## TASK DIRECTIONS
Exactly as given, write out the lines from the one containing "Reviewer note: check that every instance of the teal" through the end of the listing, with both ends included and nothing else.

## RECORDS
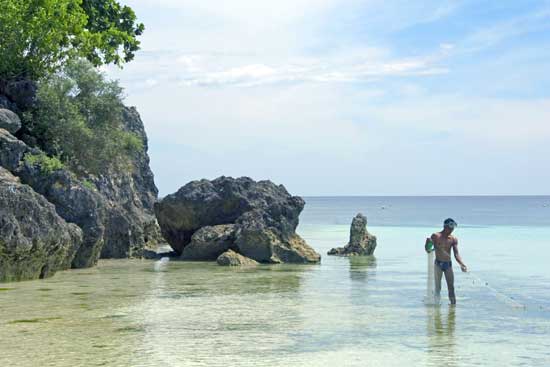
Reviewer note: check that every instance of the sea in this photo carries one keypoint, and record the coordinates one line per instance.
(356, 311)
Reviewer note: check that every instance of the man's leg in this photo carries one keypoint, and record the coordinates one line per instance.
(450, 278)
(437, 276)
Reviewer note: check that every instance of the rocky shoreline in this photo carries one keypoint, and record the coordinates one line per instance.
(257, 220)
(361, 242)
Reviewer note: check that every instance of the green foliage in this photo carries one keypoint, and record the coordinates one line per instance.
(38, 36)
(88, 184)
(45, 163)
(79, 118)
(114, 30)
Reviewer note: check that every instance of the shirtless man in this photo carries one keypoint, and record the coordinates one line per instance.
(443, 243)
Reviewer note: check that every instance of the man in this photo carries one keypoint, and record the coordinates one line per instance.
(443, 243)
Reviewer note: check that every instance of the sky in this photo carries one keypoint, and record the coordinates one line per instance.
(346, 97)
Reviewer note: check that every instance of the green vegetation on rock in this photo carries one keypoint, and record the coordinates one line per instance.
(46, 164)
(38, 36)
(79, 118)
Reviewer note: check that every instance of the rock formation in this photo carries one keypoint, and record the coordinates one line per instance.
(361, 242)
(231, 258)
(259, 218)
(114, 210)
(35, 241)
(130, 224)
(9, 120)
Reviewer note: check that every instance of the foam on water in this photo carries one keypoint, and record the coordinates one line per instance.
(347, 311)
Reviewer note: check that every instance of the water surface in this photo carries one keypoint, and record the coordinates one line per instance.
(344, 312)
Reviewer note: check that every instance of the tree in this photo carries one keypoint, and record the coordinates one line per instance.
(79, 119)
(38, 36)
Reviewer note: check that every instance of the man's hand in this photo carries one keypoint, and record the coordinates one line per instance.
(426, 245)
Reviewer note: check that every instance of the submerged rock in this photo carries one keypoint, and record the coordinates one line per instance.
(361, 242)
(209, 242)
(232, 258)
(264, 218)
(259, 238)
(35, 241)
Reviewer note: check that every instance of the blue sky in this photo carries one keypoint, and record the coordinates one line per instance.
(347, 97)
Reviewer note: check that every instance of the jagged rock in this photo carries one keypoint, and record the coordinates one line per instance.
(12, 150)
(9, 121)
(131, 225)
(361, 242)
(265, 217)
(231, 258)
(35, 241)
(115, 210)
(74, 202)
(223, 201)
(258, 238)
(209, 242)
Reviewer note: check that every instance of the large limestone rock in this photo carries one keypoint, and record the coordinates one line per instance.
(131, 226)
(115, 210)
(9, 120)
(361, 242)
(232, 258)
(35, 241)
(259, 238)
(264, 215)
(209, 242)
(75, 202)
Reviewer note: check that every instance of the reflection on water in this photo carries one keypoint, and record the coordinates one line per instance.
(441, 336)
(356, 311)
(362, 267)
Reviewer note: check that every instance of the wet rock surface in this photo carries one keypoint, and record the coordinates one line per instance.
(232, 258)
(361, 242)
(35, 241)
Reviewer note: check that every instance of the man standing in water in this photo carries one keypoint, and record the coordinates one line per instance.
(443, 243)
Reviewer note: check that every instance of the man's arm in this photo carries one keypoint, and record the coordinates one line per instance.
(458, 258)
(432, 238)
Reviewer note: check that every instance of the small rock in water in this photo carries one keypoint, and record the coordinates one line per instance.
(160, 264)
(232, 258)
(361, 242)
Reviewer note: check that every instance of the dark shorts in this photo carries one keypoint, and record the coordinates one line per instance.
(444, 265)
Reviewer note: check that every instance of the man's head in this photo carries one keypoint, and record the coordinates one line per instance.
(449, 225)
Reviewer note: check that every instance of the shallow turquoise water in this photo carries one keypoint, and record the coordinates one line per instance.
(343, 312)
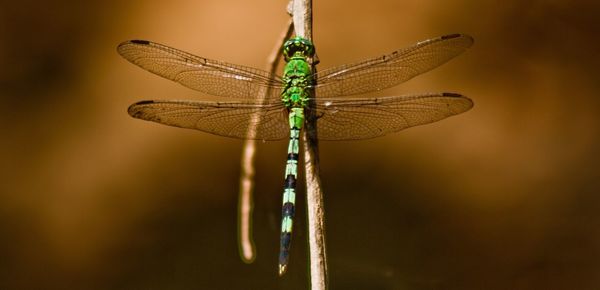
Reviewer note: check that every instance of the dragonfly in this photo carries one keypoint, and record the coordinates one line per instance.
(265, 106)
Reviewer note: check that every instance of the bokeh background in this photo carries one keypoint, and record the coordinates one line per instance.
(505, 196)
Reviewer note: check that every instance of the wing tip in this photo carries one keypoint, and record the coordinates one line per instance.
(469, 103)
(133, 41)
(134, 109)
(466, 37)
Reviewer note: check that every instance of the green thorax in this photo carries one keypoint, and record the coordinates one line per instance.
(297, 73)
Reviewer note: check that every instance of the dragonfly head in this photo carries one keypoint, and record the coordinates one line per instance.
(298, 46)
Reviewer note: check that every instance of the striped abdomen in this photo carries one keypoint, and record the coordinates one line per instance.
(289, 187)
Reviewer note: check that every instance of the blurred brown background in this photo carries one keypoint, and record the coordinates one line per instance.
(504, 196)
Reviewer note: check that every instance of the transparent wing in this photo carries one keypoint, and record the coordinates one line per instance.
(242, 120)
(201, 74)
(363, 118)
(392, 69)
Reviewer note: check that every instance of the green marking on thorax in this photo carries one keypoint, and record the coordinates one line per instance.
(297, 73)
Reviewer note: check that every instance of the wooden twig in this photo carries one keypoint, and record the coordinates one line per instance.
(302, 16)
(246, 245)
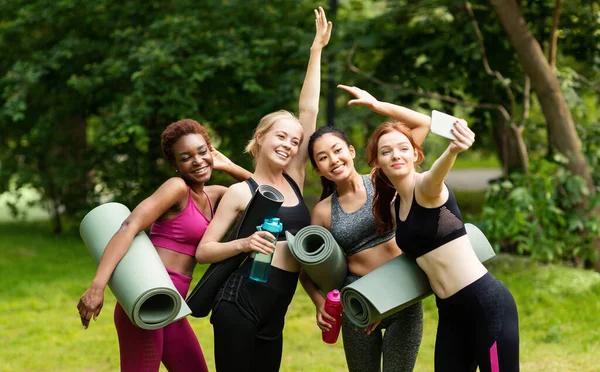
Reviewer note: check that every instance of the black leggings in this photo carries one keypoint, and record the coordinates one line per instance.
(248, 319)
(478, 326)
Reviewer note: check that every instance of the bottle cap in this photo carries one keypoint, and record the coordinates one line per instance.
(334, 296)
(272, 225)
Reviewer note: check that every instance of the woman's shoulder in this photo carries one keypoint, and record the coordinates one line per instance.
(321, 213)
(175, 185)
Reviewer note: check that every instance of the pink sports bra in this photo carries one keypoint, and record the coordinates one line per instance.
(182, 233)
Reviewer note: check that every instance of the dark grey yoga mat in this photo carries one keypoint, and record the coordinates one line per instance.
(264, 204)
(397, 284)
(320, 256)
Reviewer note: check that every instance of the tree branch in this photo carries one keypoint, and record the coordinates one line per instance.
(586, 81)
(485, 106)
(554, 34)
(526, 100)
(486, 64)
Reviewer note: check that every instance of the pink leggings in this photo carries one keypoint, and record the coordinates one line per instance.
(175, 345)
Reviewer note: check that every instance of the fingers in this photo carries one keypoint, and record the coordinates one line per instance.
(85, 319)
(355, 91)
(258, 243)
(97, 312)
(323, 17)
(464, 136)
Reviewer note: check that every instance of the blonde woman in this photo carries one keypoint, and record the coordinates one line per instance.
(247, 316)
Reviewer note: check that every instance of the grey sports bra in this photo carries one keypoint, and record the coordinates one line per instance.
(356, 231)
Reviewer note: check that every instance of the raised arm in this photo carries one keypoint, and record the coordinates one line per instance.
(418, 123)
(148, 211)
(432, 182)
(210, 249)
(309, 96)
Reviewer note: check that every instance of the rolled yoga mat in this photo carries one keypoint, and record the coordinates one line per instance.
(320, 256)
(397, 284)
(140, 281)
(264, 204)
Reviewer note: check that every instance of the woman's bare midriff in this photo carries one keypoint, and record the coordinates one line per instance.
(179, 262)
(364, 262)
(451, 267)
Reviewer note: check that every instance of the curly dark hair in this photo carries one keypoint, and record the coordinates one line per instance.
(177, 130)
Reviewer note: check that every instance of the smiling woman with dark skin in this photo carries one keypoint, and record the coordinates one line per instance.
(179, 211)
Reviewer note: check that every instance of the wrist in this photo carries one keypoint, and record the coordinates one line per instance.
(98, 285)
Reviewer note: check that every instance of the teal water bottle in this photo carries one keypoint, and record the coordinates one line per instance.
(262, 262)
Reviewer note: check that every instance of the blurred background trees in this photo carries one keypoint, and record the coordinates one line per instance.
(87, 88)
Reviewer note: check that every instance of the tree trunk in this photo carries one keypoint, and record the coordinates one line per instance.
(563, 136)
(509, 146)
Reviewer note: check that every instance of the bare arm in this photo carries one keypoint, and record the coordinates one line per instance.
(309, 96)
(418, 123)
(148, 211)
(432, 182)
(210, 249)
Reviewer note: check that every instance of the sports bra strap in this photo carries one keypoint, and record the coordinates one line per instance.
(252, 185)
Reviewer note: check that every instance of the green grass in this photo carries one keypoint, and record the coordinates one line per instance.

## PROBLEM SOLUTION
Reviewer note: check that every instance of the teal water bottle in this photo carries one keypoint, and record the coordinates one line per instance.
(262, 262)
Reviewer note: check that every instance of the blurred background trees in this photo carries one keypoint, and record the coordinates one line per instance.
(87, 88)
Reviewer note: check that every instance of the tree trunk in this photo carries one keypoint, and record the coordinates one line per instance.
(563, 136)
(509, 146)
Reviewer note: check that every instance of the bare arm in this photo carries one keypoint, and record the coordinates one line per instance.
(309, 96)
(418, 123)
(148, 211)
(432, 182)
(210, 249)
Reviewer note: check that every instance of the sports bra strap in this photo carries one keypoint, and record the coordinates one line per instance.
(252, 185)
Reviewer note: check that every instance of the green grass in this photo carries one keypoint, and record the coordinates one line per instance.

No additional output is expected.